[Given information Boundary: Start]

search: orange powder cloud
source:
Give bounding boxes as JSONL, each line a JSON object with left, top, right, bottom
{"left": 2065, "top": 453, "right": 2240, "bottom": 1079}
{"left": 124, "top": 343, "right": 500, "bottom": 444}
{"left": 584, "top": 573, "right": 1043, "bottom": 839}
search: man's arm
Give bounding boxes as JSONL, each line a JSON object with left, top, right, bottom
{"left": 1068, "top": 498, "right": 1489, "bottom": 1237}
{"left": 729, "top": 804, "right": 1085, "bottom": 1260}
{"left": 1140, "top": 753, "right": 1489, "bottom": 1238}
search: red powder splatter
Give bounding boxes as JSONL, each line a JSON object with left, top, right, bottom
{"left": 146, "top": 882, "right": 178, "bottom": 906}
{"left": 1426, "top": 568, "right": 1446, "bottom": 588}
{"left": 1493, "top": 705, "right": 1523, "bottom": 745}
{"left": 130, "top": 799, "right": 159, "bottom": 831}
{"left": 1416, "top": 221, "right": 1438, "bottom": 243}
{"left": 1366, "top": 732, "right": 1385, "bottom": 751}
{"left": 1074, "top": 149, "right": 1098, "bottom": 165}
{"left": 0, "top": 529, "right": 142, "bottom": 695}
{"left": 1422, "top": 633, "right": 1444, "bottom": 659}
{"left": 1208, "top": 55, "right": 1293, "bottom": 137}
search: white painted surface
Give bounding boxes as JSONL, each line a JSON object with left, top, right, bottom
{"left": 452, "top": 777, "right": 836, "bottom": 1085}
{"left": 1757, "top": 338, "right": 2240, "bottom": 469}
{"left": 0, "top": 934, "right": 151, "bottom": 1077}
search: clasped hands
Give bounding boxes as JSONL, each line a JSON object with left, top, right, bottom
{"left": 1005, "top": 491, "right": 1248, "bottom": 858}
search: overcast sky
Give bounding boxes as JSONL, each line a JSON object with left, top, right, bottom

[Given information Boundary: End]

Exercise aim –
Each line from the one with "search: overcast sky" through the end of the entries above is to be returned word for word. Nothing else belongs in the answer.

Exercise output –
search: overcast sky
Give bounding boxes as JSONL, each line a JSON object with left, top, right, bottom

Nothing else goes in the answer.